| What the exercise asks |
Make a verbatim copy of the records; pictures stay out.

| Record extracts |
────────

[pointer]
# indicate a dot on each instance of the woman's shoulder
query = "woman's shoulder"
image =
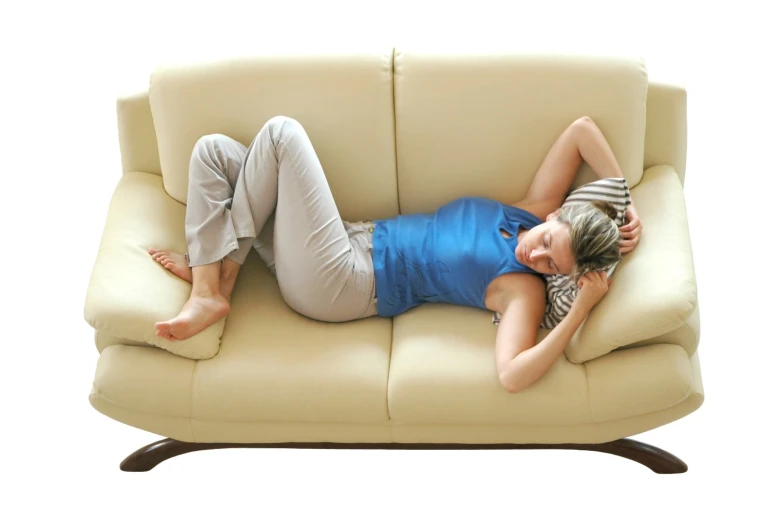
(530, 287)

────────

| Solution to the problem |
[pointer]
# indicate a dot on each instance of the woman's shoulder
query = "woman's shoulder"
image =
(530, 287)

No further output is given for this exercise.